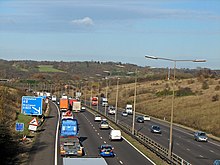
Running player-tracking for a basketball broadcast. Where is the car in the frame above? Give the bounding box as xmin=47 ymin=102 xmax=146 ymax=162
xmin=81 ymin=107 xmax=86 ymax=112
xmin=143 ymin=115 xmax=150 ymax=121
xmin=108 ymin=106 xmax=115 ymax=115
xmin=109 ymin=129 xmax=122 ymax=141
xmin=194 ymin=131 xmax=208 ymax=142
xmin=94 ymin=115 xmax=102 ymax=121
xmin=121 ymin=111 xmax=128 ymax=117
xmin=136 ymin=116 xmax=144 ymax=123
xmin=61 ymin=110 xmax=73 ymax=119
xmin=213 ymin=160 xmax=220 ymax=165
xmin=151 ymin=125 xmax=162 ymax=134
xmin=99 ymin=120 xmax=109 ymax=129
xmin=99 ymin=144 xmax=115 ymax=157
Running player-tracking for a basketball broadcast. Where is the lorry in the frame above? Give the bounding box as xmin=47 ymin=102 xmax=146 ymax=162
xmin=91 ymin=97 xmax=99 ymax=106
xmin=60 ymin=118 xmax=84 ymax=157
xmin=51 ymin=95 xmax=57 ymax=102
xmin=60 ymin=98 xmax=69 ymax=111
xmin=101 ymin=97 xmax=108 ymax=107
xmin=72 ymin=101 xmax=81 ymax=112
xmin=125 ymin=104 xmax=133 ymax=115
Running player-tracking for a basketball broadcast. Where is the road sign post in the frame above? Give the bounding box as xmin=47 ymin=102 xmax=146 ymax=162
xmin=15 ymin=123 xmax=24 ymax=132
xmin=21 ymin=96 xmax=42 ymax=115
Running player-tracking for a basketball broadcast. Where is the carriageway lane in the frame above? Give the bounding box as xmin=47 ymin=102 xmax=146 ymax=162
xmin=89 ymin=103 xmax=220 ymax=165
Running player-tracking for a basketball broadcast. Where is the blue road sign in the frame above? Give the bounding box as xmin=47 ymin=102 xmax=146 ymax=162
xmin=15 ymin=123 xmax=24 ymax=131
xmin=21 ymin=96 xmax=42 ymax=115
----------
● Goal:
Please copy the records again, from the start of the records through the line that contains "xmin=61 ymin=110 xmax=73 ymax=119", with "car" changed to "van" and nothing else altered. Leave the pictures out of the answer.

● Final result:
Running player-tracking for a basketball broadcast. Where is the van in the frame above? Give the bounding box as xmin=47 ymin=102 xmax=146 ymax=162
xmin=81 ymin=107 xmax=86 ymax=112
xmin=143 ymin=115 xmax=150 ymax=121
xmin=108 ymin=106 xmax=115 ymax=115
xmin=109 ymin=129 xmax=122 ymax=141
xmin=194 ymin=131 xmax=208 ymax=142
xmin=94 ymin=115 xmax=102 ymax=121
xmin=121 ymin=111 xmax=128 ymax=117
xmin=136 ymin=116 xmax=144 ymax=123
xmin=61 ymin=110 xmax=73 ymax=119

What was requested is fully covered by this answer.